>> begin TEXT SECTION

According to a survey by the Pew Research Center, almost half of Americans list gun violence within the top five crises the country faces today (behind healthcare, the deficit, violent crime and immigration). Eighty percent support some degree of stricter gun laws. So it’s not that we don’t care – we just don’t care enough. We feel so overwhelmed by the enormity of the problem and the inconsequentiality of our lone voice, we look to someone or something else to provide the solution.

“That’s how people treat this,” says Carol Rescigno, president of Brady Sarasota, an affiliate of the national gun violence prevention group. “They’re horrified, they go on Facebook and say ‘When are they going to do something about this?’ And I always think, ‘Who is ‘they’?”

We are “they.”

Our mistake comes in thinking that if we can’t stop the carnage altogether and immediately, there is nothing we can do. Instead, says Rescigno, she and other activists take a “long haul” view, celebrating the smaller, incremental steps that edge us closer to the greater goal.

While a polarized Congress has stalled reforms, several states have passed bills increasing gun safety and protective measures. Even here in Florida -- where every year a bill is proposed to allow citizens to carry loaded concealed handguns in public without going through a background check, licensing, fingerprinting or training (something Gov. Ron DeSantis supports) – response to the Parkland school shootings catalyzed extreme risk protection orders and increased school security.

>> end TEXT SECTION
>> begin DATA EXTRACT

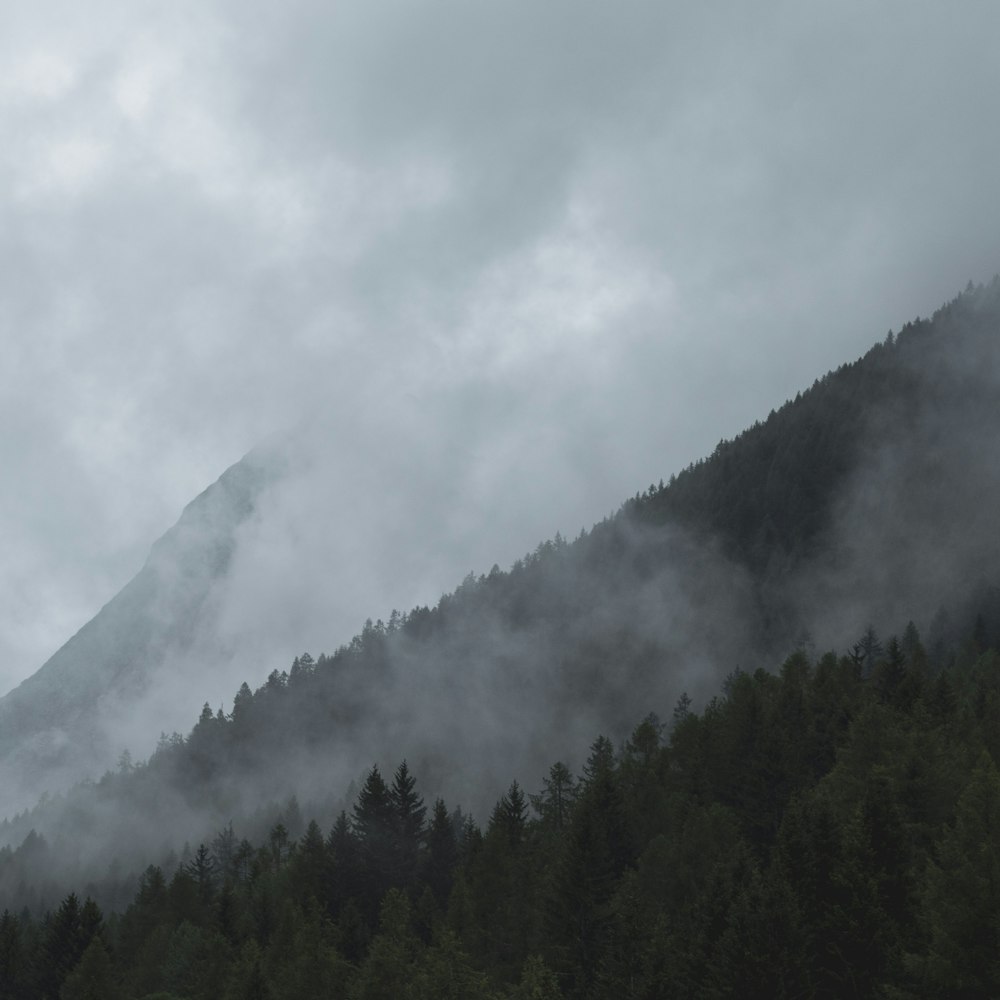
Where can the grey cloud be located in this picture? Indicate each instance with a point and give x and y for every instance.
(343, 215)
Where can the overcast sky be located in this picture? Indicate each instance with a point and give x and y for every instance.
(497, 265)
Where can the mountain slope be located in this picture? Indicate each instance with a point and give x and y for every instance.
(870, 498)
(53, 726)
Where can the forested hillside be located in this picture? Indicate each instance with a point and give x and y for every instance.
(803, 821)
(825, 830)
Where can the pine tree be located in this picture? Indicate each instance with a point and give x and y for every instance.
(409, 811)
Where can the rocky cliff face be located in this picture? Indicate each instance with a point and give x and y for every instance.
(54, 727)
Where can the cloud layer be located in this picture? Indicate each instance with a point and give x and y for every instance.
(491, 267)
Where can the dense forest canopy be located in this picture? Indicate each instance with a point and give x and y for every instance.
(784, 821)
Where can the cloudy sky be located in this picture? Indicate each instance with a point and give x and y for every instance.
(495, 265)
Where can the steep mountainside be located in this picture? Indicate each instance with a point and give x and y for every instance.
(869, 499)
(52, 727)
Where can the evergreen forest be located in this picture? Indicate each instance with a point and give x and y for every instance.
(739, 739)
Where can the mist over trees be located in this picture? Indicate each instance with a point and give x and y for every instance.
(802, 826)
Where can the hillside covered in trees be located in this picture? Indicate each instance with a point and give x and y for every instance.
(826, 830)
(802, 825)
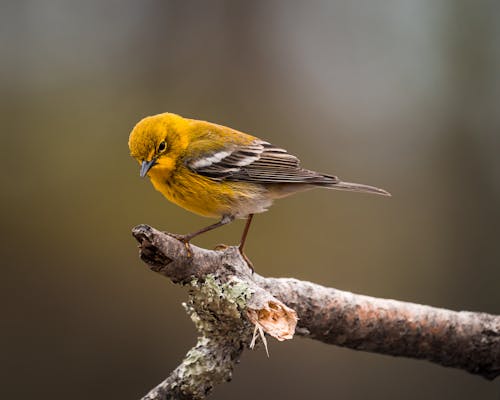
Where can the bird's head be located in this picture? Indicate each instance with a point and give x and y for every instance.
(155, 142)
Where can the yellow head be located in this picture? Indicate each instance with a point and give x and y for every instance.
(157, 141)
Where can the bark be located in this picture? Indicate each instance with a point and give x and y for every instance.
(230, 307)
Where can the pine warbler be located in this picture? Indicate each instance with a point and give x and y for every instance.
(219, 172)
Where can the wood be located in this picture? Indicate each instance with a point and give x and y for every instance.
(229, 304)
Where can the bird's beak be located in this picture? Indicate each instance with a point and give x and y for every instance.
(146, 166)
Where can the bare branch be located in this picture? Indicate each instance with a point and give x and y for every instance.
(227, 302)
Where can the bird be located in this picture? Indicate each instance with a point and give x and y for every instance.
(219, 172)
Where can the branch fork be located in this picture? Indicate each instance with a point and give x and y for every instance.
(229, 306)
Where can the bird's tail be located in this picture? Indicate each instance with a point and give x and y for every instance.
(356, 187)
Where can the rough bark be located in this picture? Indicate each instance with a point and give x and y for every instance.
(230, 306)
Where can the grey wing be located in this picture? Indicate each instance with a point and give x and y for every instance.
(258, 162)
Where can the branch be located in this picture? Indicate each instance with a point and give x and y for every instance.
(230, 306)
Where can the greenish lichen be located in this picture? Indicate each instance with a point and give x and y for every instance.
(213, 304)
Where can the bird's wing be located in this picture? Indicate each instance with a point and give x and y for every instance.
(258, 162)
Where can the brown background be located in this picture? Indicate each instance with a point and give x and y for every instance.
(400, 94)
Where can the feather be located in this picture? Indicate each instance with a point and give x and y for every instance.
(257, 162)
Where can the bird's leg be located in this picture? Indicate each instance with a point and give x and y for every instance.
(226, 219)
(243, 239)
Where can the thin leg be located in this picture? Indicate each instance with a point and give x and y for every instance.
(243, 239)
(245, 232)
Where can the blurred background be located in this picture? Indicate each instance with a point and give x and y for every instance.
(403, 95)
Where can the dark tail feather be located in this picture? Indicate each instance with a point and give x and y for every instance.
(356, 187)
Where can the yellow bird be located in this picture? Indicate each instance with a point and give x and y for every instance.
(219, 172)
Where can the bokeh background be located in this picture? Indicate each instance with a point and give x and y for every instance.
(404, 95)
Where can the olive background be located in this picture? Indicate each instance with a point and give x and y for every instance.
(403, 95)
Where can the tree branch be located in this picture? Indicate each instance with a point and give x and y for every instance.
(230, 306)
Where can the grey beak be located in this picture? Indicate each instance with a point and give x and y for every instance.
(146, 166)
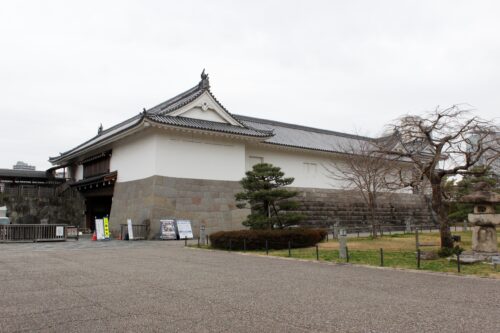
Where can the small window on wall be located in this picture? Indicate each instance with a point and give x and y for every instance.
(252, 160)
(255, 160)
(310, 168)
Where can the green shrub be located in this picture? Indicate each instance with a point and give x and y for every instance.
(446, 251)
(276, 239)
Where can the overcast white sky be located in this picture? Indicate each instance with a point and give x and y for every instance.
(350, 66)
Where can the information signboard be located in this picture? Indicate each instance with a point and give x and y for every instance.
(167, 229)
(59, 231)
(184, 229)
(106, 228)
(130, 229)
(99, 229)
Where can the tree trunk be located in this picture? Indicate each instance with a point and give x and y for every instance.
(372, 218)
(439, 209)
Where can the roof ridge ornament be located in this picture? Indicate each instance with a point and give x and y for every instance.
(204, 83)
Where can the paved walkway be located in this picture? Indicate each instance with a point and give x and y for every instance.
(161, 286)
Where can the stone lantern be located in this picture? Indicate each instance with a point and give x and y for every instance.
(483, 219)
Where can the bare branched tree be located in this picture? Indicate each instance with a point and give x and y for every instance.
(440, 144)
(362, 168)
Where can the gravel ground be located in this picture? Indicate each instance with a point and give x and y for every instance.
(161, 286)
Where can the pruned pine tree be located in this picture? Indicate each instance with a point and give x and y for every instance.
(270, 202)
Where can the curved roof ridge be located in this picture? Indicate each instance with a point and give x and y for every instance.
(301, 127)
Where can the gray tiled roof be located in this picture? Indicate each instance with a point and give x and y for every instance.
(209, 125)
(297, 136)
(10, 173)
(274, 133)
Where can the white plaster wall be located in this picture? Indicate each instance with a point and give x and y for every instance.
(308, 169)
(79, 172)
(198, 157)
(135, 158)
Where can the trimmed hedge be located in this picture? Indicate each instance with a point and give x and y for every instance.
(276, 239)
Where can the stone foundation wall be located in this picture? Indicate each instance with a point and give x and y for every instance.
(324, 207)
(211, 203)
(204, 202)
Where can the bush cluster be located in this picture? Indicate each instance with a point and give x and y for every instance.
(276, 239)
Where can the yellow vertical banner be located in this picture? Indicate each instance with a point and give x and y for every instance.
(106, 228)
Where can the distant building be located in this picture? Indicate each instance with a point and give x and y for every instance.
(23, 166)
(184, 158)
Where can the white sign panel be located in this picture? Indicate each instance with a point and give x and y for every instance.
(130, 229)
(59, 231)
(99, 229)
(184, 229)
(167, 229)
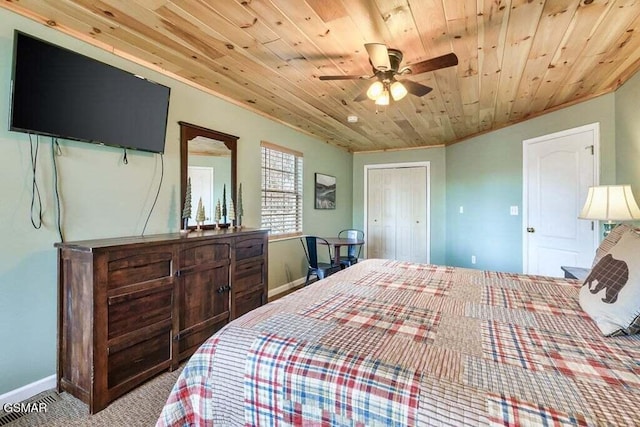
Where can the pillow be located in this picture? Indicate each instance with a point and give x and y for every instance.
(610, 241)
(610, 294)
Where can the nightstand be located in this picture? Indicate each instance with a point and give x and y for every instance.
(579, 273)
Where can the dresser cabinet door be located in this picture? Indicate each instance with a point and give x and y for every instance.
(204, 285)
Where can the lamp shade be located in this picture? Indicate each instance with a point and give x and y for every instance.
(611, 203)
(383, 99)
(375, 90)
(398, 91)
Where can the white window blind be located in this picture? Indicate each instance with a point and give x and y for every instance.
(281, 190)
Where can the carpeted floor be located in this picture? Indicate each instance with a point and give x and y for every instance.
(140, 407)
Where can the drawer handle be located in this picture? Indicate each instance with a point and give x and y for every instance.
(223, 289)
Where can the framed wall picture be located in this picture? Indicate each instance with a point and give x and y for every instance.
(325, 191)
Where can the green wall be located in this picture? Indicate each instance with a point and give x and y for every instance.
(102, 197)
(628, 135)
(484, 175)
(437, 220)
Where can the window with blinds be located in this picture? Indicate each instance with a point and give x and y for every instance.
(281, 190)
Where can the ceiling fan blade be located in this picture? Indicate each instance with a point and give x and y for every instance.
(444, 61)
(361, 96)
(343, 77)
(379, 56)
(416, 89)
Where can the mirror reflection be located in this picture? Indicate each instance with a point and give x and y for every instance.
(208, 158)
(209, 168)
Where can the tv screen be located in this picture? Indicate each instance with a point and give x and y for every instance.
(60, 93)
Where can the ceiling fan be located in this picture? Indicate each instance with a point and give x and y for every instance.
(386, 66)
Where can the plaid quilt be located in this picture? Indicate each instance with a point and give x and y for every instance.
(387, 343)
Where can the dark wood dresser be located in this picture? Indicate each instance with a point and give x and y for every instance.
(132, 307)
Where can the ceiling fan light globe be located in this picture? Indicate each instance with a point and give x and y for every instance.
(398, 91)
(383, 99)
(375, 90)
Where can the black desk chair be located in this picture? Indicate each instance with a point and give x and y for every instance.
(353, 251)
(320, 269)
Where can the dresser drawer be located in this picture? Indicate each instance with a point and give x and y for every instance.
(138, 309)
(205, 252)
(250, 247)
(248, 276)
(129, 359)
(129, 267)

>> end DATA EXTRACT

**DIRECTION:** Carry on the piece about gun violence and activism from its final sentence.

**WRITTEN ANSWER:**
So don’t shout “Enough!” in capital letters on social media. Join your local Brady affiliate, or a national organization like Everytown for Gun Safety, Sandy Hook Promise or Moms Demand Action. Do anything and everything you can to put consistent and relentless pressure on elected officials who refuse to support common sense gun violence prevention and safety efforts.  If you have guns, make sure they are safely secured and stored without ammunition.

And most importantly, study the voting record of your current congressmen and senators on gun legislation. Then, when the election comes around, vote out of office those who have repeatedly chosen protection of their own power over protection of innocent lives.

People like to say the definition of insanity is doing the same thing over and over and expecting a different result. Look at what you have (or haven’t) done to prevent gun violence in the past and commit to what more you will do in the future.

Forget about making America great again. Let’s make America sane again.